Description
🐞 bug report
Affected Rule
"@rules_python//python/extensions:pip.bzl" and any py_binary rules which have dependency "@pip//torch:pkg" and cause import torch
to be called.
Is this a regression?
Yes, the previous version in which this bug was not present was: ....Description
Torch ships with its own nvidia drivers which end up, for example, at site-packages/nvidia/nccl/lib/libnccl.so.2
. Torch is usually installed into site-packages/torch
and there is a library here site-packages/torch/_C.cpython-311-x86_64-linux-gnu.so
which declares a dependency on libnccl through the rpath mechanism. See the output of readelf below.
readelf -d _C.cpython-311-x86_64-linux-gnu.so | grep 'rpath\|runpath'
0x000000000000000f (RPATH) Library rpath: [$ORIGIN/../../nvidia/cublas/lib:$ORIGIN/../../nvidia/cuda_cupti/lib:$ORIGIN/../../nvidia/cuda_nvrtc/lib:$ORIGIN/../../nvidia/cuda_runtime/lib:$ORIGIN/../../nvidia/cudnn/lib:$ORIGIN/../../nvidia/cufft/lib:$ORIGIN/../../nvidia/curand/lib:$ORIGIN/../../nvidia/cusolver/lib:$ORIGIN/../../nvidia/cusparse/lib:$ORIGIN/../../nvidia/nccl/lib:$ORIGIN/../../nvidia/nvtx/lib:$ORIGIN:$ORIGIN/lib]
However, within a Bazel project, the pip extension puts all packages in their own directories so the linker is not able to find the nvidia drivers using relative paths. What ends up happening is that the linker either ends up finding the system drivers at /usr/local/...

(Records from a collection)
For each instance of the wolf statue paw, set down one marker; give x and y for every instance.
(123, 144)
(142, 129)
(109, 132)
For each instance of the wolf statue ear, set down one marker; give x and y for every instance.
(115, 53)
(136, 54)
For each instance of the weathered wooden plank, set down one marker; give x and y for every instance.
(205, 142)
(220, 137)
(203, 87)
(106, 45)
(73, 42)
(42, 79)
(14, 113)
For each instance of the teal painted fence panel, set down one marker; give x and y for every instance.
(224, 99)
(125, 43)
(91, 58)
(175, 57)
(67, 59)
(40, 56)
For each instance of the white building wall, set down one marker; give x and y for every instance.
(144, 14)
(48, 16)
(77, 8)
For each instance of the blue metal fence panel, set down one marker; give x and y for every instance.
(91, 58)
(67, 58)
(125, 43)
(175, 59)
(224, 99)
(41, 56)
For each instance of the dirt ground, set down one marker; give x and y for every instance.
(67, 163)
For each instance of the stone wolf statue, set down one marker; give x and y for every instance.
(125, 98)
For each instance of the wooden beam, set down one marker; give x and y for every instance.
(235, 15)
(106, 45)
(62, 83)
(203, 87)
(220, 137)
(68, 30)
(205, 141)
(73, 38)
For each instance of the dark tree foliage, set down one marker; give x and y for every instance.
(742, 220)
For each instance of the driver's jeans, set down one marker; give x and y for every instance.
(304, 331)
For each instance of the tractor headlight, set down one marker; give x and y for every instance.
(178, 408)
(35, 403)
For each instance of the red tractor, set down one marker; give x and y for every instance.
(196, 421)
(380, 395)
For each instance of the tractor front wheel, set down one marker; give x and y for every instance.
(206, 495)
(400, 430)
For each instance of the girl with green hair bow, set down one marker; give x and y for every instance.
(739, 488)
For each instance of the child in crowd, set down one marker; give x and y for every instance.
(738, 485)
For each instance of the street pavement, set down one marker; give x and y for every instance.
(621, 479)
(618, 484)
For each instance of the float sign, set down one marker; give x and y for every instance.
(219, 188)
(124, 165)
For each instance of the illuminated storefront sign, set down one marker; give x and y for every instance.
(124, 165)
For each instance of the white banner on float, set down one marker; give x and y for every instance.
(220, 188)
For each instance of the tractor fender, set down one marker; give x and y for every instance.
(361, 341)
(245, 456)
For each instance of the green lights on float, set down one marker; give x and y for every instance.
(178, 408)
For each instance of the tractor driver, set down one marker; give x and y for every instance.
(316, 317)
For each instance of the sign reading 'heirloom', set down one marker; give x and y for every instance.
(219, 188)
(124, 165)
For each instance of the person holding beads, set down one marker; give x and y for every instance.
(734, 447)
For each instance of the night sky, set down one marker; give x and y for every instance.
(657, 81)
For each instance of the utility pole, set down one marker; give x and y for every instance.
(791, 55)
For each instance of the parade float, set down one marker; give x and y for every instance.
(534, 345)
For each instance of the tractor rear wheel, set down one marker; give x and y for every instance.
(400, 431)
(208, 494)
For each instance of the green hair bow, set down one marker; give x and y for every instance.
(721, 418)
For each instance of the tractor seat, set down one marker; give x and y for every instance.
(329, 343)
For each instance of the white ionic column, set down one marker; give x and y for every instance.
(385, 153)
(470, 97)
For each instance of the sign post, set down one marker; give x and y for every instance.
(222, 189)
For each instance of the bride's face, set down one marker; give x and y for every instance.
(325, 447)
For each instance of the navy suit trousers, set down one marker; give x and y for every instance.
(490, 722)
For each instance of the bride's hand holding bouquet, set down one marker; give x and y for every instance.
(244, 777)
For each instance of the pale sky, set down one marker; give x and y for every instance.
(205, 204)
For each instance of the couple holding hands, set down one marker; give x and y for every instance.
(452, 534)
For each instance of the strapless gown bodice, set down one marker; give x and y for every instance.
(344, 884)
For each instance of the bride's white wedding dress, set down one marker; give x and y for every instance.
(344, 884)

Objectives ::
1. List every path in the bug report that begins with "site-packages/".
2. Answer these questions using the bug report:
(a) Where is Torch usually installed?
(b) Which command is shown for checking the rpath of the Torch library?
(c) Within a Bazel project, what does the pip extension do with packages?
3. Resume the bug report from the point where it stops.

Responses per task ::
1.
site-packages/nvidia/nccl/lib/libnccl.so.2
site-packages/torch
site-packages/torch/_C.cpython-311-x86_64-linux-gnu.so

2.
(a) Into site-packages/torch.
(b) readelf -d _C.cpython-311-x86_64-linux-gnu.so | grep 'rpath\|runpath'
(c) It puts all packages in their own directories.

3.
or else the Python process raises an ImportError due to the linker failing.
To resolve the issue, I think Bazel would have to symlink Torch's dependencies into Torch's site-packages directory.
🔬 Minimal Reproduction
In MODULE.bazel
pip.parse(
hub_name = "pip",
python_version = python_version,
requirements_lock = "//:requirements.txt",
requirements_windows = "//:requirements_windows.txt",
)
use_repo(pip, "pip")
Then in the requirements file
torch==2.4.0+cu124
Then try to import torch from any py_binary with dependency on "@pip//torch:pkg".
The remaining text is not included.